======== Source material ========

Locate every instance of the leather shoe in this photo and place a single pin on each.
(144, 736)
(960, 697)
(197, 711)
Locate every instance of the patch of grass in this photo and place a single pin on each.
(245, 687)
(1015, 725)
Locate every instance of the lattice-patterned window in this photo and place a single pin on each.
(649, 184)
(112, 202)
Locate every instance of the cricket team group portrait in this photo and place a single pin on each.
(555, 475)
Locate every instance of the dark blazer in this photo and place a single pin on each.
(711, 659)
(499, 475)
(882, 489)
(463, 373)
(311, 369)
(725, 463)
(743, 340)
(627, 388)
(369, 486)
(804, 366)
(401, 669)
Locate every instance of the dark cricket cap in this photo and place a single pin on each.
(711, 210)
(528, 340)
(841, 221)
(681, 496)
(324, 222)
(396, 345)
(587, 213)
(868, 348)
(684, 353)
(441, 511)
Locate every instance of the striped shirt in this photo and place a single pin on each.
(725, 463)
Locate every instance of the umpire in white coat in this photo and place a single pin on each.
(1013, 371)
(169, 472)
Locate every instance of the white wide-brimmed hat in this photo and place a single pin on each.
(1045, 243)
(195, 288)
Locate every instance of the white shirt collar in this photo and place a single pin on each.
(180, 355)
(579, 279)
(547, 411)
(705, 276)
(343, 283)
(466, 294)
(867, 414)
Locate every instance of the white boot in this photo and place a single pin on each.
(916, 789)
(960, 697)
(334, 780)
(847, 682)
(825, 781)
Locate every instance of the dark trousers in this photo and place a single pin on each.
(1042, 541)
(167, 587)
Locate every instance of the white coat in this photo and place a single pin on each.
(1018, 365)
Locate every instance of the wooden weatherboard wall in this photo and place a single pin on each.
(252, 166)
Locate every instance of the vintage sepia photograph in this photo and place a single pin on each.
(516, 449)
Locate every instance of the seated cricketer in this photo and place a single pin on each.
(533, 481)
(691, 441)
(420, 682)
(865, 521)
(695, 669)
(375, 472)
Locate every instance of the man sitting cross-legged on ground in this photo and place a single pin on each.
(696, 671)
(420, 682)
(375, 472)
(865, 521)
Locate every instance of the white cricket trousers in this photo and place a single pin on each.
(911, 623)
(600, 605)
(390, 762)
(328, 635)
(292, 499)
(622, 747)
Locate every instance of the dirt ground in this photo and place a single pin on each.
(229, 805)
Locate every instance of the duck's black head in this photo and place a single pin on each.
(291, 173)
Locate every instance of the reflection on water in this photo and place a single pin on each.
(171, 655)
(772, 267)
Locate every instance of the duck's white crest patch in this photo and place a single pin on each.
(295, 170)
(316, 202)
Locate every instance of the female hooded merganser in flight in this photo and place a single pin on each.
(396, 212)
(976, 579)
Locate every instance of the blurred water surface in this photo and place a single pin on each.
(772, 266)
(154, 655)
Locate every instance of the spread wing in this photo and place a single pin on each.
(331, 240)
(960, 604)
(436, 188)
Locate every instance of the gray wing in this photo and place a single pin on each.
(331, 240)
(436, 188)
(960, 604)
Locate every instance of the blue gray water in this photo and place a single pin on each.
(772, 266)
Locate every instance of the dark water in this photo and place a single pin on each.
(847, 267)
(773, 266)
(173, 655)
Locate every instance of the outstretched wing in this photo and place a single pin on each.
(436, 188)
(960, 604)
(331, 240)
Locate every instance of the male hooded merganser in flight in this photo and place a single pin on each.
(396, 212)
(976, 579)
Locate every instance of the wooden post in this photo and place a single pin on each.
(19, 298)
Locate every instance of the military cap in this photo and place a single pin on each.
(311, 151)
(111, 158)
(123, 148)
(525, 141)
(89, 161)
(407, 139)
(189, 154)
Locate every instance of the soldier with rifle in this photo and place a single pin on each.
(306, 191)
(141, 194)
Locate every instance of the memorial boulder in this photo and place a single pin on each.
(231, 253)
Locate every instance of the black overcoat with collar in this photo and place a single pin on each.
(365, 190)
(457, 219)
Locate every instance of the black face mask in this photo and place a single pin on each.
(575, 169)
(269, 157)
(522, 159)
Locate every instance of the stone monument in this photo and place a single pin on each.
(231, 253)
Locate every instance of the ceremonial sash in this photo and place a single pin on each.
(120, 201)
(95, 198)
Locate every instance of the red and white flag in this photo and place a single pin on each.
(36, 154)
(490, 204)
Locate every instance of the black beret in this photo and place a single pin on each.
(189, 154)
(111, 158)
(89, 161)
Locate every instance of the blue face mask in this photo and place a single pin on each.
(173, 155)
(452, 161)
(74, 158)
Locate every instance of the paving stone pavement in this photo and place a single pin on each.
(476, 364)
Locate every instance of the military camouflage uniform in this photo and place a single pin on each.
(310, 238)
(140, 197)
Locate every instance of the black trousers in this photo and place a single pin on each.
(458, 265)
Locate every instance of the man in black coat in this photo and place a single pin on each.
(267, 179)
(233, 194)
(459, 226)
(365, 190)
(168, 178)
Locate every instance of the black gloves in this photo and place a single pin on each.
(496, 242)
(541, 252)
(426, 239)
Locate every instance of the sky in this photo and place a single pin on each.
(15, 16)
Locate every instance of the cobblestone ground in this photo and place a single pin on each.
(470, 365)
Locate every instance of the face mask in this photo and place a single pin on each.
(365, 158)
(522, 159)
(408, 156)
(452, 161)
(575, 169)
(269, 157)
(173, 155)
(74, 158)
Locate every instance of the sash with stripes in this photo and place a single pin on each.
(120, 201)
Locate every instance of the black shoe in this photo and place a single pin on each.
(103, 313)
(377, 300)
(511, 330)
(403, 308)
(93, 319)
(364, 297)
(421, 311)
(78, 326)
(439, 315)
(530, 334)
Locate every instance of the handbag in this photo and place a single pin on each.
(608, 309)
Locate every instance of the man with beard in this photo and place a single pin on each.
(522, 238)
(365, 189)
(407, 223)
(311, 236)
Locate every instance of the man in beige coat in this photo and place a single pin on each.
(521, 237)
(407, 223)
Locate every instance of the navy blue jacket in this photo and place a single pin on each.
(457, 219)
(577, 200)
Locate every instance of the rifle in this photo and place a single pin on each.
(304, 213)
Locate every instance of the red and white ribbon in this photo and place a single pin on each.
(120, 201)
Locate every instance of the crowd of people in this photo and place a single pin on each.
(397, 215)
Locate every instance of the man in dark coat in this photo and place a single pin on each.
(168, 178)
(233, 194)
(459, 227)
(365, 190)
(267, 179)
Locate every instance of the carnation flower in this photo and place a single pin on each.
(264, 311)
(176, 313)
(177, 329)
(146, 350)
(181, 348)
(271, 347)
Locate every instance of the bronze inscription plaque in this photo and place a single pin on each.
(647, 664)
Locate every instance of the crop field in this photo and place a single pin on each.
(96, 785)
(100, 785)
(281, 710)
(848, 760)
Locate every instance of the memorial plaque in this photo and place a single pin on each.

========

● **Direction**
Replace every "single pin" in the items above with "single marker" and leave everything else as it stands.

● **Solution**
Locate every instance of the leather shoe in this photo and place a single marker on each.
(144, 736)
(960, 697)
(197, 711)
Locate every instance of the patch of grass in this photo and place a single marker on each.
(245, 687)
(1015, 725)
Locate every instance of the lattice-patterned window in this photo and place a single marker on each.
(649, 184)
(112, 202)
Locate every instance of the cricket team group portrait in this photo and place a single marker on each.
(555, 475)
Locate every instance of the dark blazer in this photo and place a single marker on each.
(711, 659)
(499, 475)
(882, 489)
(463, 373)
(311, 369)
(725, 463)
(743, 340)
(627, 388)
(369, 486)
(804, 366)
(401, 669)
Locate every instance of the dark cricket cap in this photo and place a single marker on each.
(711, 210)
(528, 340)
(841, 221)
(681, 496)
(324, 222)
(396, 345)
(587, 213)
(868, 348)
(684, 353)
(441, 511)
Locate every instance of the striped shirt in this photo and place a single marker on each.
(725, 463)
Locate every instance of the umpire in white coat in this photo and place a single marker on each.
(1013, 371)
(169, 472)
Locate every instance of the white wide-brimmed hat in this photo and place a single marker on each.
(1045, 243)
(195, 288)
Locate every instance of the white shirt collar in this photo and place a single marker on each.
(180, 355)
(579, 279)
(547, 411)
(705, 276)
(343, 283)
(466, 294)
(867, 414)
Locate every instance of the white boot in this photo and place a single marker on each.
(916, 789)
(960, 697)
(334, 780)
(847, 682)
(825, 781)
Locate every instance of the dark trousers in this photo and place a single marker on each.
(1042, 541)
(167, 587)
Locate every instance of the white coat in this photo and place a single marker on each.
(1018, 365)
Locate every instance of the wooden weatherboard wall in this photo and place a single marker on each.
(252, 166)
Locate every instance of the vintage sepia photograph in this photo and place a single marker on each.
(516, 449)
Locate every instance of the seated cricketer in this photo and place a single marker on each.
(533, 481)
(691, 441)
(420, 682)
(865, 521)
(695, 669)
(375, 472)
Locate every instance of the man sitting cross-legged on ground in this photo and place a single marker on each.
(696, 671)
(420, 682)
(375, 472)
(865, 521)
Locate every instance of the white cricket trousers in this photo and place a single marker on each.
(911, 623)
(600, 605)
(390, 762)
(328, 635)
(292, 499)
(622, 747)
Locate every instance of the dirt ground in this photo and place a single marker on each.
(229, 805)
Locate every instance of the duck's black head in this photo and place a single marker on each.
(291, 173)
Locate every instance of the reflection on water in this photo and place a single marker on each.
(171, 655)
(772, 267)
Locate every instance of the duck's white crest patch in this photo and place a single marker on each.
(295, 170)
(316, 202)
Locate every instance of the female hooded merganser in flight in this photo and place a single marker on each.
(396, 212)
(976, 579)
Locate every instance of the blurred water surface in this photo and place a single marker on each.
(772, 266)
(154, 655)
Locate every instance of the spread wing in this photo and place a single marker on each.
(331, 240)
(960, 604)
(436, 188)
Locate every instance of the gray wing in this photo and place a single marker on each.
(331, 240)
(436, 188)
(960, 604)
Locate every instance of the blue gray water in this photo and place a single marker on each.
(772, 266)
Locate every instance of the dark water in this photo and place a single marker on each.
(847, 267)
(773, 266)
(173, 655)
Locate every instance of the outstretched wing in this photo and place a single marker on each.
(436, 188)
(960, 604)
(331, 240)
Locate every instance of the male hooded merganser in flight in this photo and place a single marker on each.
(396, 212)
(976, 579)
Locate every instance of the wooden post in this photo and place a single marker on each.
(19, 298)
Locate every instance of the military cap in this photo and place a single marker on each.
(311, 151)
(111, 158)
(123, 148)
(525, 141)
(89, 161)
(407, 139)
(189, 154)
Locate every instance of the soldier with rifle in this photo and place a single marker on each.
(306, 191)
(141, 194)
Locate every instance of the memorial boulder in this photo and place a single marker on each.
(231, 253)
Locate every instance of the black overcoat with collar in this photo and place a single marker on each.
(365, 190)
(457, 219)
Locate every instance of the black face mask in this photo and place a single marker on each.
(575, 169)
(269, 157)
(522, 159)
Locate every instance of the stone monument in this photo and place a single marker on each.
(231, 253)
Locate every instance of the ceremonial sash in this photo and place a single marker on each.
(120, 201)
(95, 198)
Locate every instance of the red and white flag in this photo and place a single marker on each.
(36, 154)
(490, 204)
Locate every instance of the black beret in this photo and place a single marker on each.
(189, 154)
(111, 158)
(89, 161)
Locate every instance of the blue face mask in this photo and place a single marker on each.
(173, 155)
(452, 161)
(74, 158)
Locate every instance of the paving stone pavement in this photo and place a single marker on each.
(476, 364)
Locate every instance of the military camouflage uniform in this photo and place a single marker on each.
(310, 238)
(140, 197)
Locate every instance of the black trousers in this photo and place a single marker on each.
(458, 265)
Locate every instance of the man in black coat in this photo and place a single marker on each.
(267, 179)
(233, 194)
(459, 226)
(365, 190)
(168, 178)
Locate every instance of the black gloves in this photo and place a single marker on each.
(496, 242)
(541, 252)
(426, 239)
Locate every instance of the sky in this photo and place a single marker on each.
(15, 16)
Locate every instance of the cobblestone ground in this photo and place a single marker on each.
(470, 365)
Locate every instance of the face mask in this photo and place a single marker on each.
(365, 158)
(522, 159)
(408, 156)
(452, 161)
(575, 169)
(269, 157)
(173, 155)
(74, 158)
Locate every instance of the sash with stripes in this photo and place a single marker on each.
(120, 201)
Locate every instance of the black shoe in this photo and place a single marker on each.
(103, 313)
(377, 300)
(511, 330)
(403, 308)
(93, 319)
(364, 297)
(421, 311)
(78, 326)
(439, 315)
(530, 334)
Locate every instance of the handbag in this photo and place a single marker on each.
(608, 309)
Locate every instance of the man with beard in this photo and place a single marker on each.
(522, 238)
(365, 189)
(407, 223)
(311, 236)
Locate every instance of the man in beige coat in this photo and place a single marker on each.
(521, 237)
(407, 223)
Locate every instance of the navy blue jacket in this photo and place a single marker on each.
(457, 219)
(577, 200)
Locate every instance of the rifle in this photo and place a single marker on each.
(304, 213)
Locate every instance of the red and white ribbon in this photo and place a single marker on each.
(120, 201)
Locate every instance of the crowd of people in this photo and place a single marker on each.
(397, 215)
Locate every instance of the man in dark coat in this photo and place a single marker on each.
(168, 178)
(233, 194)
(459, 227)
(365, 190)
(267, 179)
Locate every instance of the carnation flower in this photo and place a single marker on each.
(264, 311)
(176, 313)
(177, 329)
(146, 350)
(181, 348)
(271, 347)
Locate every instance of the bronze inscription plaque in this photo and place a single marker on each.
(647, 664)
Locate every instance of the crop field in this photo and place a single marker on each.
(96, 785)
(100, 785)
(281, 710)
(848, 760)
Locate every instance of the memorial plaque in this photo and place a single marker on each.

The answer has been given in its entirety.